● **Assigned task**
Please count how many lines below contain the word "highlight" and reply with only that number.

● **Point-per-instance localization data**
-----
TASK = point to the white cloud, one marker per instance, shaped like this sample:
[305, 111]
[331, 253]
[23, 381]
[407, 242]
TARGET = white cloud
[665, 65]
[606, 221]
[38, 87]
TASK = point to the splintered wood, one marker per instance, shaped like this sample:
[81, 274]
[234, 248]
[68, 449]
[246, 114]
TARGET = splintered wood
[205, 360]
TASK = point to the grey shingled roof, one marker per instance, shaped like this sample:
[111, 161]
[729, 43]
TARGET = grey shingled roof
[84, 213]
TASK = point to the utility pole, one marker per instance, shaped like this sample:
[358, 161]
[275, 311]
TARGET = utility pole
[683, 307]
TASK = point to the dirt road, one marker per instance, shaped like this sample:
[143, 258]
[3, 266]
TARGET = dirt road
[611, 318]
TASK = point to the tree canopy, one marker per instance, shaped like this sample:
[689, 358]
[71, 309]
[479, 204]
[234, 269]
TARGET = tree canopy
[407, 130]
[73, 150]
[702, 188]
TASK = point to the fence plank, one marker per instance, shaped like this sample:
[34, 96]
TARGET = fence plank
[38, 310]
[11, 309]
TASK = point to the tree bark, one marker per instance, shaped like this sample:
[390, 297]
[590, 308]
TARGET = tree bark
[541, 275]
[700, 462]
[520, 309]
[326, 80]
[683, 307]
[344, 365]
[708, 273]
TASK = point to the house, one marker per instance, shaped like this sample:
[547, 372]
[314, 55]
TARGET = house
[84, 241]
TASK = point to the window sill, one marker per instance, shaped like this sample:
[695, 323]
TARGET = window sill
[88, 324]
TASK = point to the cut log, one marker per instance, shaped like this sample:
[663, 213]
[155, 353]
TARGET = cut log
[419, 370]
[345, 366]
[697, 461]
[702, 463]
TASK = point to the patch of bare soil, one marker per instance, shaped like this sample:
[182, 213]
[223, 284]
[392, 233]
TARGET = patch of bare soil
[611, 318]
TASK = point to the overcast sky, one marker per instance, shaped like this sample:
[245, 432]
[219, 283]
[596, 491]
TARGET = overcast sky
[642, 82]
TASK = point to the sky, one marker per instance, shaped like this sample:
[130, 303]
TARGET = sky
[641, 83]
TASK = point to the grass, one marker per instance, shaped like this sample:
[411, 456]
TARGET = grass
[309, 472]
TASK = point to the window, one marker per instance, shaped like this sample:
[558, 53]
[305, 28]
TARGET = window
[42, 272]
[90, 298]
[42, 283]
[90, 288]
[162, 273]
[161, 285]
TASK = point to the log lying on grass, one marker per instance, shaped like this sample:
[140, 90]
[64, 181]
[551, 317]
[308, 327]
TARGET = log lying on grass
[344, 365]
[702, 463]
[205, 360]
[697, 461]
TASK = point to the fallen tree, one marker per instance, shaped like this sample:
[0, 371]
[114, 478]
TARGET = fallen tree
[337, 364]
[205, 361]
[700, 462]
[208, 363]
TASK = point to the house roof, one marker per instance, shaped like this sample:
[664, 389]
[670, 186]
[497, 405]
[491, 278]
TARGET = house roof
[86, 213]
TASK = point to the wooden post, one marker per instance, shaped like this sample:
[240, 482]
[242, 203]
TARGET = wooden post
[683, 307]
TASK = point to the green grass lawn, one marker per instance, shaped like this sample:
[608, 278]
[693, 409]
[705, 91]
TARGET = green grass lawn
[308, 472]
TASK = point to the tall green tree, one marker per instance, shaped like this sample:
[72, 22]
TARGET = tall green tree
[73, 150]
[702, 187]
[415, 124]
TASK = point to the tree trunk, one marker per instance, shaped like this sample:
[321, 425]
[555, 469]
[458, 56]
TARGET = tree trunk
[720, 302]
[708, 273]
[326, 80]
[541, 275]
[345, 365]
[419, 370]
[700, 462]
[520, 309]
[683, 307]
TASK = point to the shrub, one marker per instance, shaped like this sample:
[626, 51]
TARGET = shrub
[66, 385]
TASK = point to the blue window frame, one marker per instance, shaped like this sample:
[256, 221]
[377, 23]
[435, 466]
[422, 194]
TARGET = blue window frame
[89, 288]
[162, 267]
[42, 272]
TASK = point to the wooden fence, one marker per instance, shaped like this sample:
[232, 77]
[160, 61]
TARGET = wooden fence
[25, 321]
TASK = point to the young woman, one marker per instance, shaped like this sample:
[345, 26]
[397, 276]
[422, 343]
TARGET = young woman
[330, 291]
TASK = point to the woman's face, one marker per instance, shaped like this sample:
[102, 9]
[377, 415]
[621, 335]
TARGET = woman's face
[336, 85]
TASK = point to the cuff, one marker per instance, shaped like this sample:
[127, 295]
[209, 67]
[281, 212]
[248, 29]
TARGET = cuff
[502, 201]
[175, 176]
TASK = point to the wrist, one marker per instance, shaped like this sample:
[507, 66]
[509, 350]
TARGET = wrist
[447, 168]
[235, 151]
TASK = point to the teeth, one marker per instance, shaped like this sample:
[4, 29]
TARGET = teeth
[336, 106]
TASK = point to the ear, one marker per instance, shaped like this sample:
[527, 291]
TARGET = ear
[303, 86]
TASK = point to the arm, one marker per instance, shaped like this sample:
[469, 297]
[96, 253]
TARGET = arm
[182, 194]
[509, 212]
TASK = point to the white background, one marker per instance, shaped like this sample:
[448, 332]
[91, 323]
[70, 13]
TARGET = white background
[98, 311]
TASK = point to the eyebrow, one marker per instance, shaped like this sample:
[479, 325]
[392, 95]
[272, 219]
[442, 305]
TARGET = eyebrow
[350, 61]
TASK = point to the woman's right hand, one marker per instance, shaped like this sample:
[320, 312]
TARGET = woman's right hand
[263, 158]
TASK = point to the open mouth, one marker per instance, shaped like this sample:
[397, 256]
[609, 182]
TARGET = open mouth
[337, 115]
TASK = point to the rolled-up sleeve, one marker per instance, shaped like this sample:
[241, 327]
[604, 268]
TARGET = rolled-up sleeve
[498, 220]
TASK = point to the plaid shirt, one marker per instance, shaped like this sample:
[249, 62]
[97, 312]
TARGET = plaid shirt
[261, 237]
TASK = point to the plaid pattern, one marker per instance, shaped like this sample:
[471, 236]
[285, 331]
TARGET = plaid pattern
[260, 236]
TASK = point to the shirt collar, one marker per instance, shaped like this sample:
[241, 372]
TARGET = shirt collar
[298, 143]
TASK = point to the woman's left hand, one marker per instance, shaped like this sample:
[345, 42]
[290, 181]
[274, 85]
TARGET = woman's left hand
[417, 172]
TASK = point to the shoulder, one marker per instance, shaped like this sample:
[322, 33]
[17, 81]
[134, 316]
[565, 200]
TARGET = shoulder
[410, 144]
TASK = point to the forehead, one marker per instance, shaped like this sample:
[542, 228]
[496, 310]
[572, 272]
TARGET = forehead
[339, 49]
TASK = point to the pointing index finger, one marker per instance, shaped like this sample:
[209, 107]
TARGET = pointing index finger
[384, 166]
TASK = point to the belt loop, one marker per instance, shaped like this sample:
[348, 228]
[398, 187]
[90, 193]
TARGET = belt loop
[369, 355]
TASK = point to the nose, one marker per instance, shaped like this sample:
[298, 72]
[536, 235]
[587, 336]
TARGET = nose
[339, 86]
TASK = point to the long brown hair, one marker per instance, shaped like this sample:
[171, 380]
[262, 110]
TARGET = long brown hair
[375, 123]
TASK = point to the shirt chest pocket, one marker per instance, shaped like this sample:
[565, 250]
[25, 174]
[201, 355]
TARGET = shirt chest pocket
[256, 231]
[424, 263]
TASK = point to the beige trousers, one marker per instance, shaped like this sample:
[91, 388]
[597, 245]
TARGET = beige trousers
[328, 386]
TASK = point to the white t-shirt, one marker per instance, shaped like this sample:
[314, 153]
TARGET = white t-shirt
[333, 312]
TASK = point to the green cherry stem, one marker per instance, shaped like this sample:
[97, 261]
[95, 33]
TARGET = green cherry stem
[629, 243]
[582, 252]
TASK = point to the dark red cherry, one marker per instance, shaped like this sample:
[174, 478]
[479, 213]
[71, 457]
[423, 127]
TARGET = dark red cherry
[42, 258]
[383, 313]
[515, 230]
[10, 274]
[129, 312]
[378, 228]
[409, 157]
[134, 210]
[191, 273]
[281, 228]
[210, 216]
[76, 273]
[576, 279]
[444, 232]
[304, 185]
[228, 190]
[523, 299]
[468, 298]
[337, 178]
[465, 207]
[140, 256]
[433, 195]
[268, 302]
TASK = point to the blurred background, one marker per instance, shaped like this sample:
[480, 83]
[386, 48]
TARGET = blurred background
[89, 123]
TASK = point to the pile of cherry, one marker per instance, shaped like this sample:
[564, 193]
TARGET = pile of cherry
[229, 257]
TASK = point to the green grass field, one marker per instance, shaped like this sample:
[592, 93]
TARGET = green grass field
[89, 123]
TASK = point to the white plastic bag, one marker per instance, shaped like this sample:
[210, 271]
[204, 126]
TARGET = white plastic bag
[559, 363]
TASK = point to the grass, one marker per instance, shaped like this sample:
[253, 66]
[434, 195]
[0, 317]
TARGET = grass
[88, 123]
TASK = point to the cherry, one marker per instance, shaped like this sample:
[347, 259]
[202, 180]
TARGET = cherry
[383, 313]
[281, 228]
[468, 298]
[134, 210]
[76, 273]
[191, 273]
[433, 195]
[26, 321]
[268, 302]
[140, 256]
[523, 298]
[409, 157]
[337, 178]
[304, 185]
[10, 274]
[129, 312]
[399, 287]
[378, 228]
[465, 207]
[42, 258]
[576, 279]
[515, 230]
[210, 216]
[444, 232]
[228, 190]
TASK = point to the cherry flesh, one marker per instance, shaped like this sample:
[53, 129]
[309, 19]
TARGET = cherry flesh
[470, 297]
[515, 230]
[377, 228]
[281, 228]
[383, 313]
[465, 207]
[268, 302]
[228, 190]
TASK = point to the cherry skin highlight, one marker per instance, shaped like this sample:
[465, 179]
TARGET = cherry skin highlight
-----
● **Solution to this problem**
2